(Entries from a dataset)

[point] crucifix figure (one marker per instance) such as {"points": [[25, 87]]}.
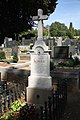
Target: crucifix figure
{"points": [[40, 19]]}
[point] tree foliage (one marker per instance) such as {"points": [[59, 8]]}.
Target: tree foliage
{"points": [[16, 15], [60, 29]]}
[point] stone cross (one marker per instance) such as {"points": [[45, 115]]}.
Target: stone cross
{"points": [[40, 19]]}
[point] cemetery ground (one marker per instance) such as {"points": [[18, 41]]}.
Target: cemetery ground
{"points": [[72, 111]]}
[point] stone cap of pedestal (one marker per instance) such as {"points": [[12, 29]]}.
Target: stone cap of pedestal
{"points": [[40, 43]]}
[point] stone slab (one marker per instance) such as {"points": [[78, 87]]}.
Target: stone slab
{"points": [[37, 96]]}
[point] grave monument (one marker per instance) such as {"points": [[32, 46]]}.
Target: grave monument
{"points": [[39, 81]]}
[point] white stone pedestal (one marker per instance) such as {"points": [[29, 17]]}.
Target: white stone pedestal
{"points": [[40, 81]]}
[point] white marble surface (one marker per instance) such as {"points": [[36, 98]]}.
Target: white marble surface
{"points": [[39, 82], [40, 65]]}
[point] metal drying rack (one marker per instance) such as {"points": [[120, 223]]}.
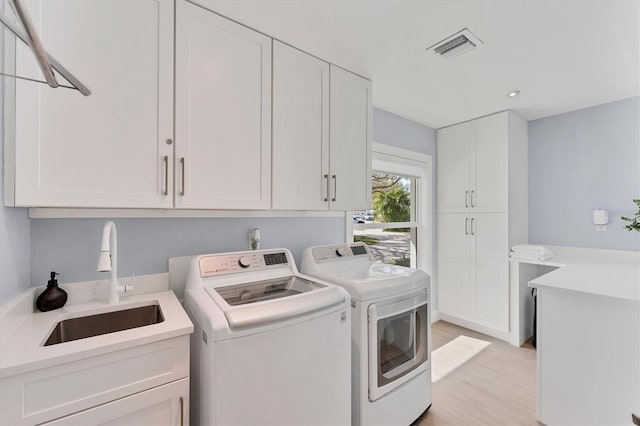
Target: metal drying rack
{"points": [[46, 62]]}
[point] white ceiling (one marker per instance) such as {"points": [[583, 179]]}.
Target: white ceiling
{"points": [[562, 55]]}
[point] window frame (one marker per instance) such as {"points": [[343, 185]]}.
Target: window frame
{"points": [[403, 162]]}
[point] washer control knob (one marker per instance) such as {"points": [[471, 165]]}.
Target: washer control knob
{"points": [[244, 262]]}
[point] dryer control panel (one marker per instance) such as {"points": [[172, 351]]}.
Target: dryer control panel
{"points": [[338, 252], [230, 263]]}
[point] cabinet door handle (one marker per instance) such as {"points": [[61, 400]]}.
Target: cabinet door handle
{"points": [[335, 187], [181, 411], [182, 176], [165, 160], [326, 188]]}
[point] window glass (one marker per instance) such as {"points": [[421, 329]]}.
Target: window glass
{"points": [[393, 202]]}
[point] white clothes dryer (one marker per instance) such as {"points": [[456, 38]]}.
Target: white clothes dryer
{"points": [[270, 346], [391, 332]]}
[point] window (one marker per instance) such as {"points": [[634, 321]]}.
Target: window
{"points": [[397, 226]]}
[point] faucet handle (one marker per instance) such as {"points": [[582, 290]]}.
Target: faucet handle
{"points": [[126, 290]]}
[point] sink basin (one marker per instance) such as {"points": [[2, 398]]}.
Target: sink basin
{"points": [[108, 322]]}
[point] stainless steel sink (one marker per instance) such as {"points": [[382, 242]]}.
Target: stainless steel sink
{"points": [[108, 322]]}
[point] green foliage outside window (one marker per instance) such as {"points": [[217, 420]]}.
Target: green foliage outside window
{"points": [[635, 221]]}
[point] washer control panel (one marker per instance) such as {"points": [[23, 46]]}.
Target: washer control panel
{"points": [[339, 252], [223, 264]]}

◆ Work to complete ◆
Reproduce only the items from the line containing "[point] faucet handle" through the end of the items, replacing "sink basin" with "washbasin" and leaving everything else unchanged.

◆ Answer below ◆
[point] faucet handle (one marker per instance) such as {"points": [[582, 290]]}.
Target: faucet handle
{"points": [[126, 290]]}
[point] washbasin (one marker per instance) such as {"points": [[2, 398]]}.
Target: washbasin
{"points": [[108, 322]]}
[point] stainless steel sink (one marker per instance) such as {"points": [[382, 242]]}.
Target: stainless steel sink
{"points": [[108, 322]]}
[point] green foliage outside window (one marker per instance) such as {"points": [[217, 420]]}.
Target: green foliage outside window
{"points": [[635, 221]]}
[point] washer control panel (one marker per instance) such as {"points": [[23, 46]]}.
Target: washer control panel
{"points": [[339, 252], [223, 264]]}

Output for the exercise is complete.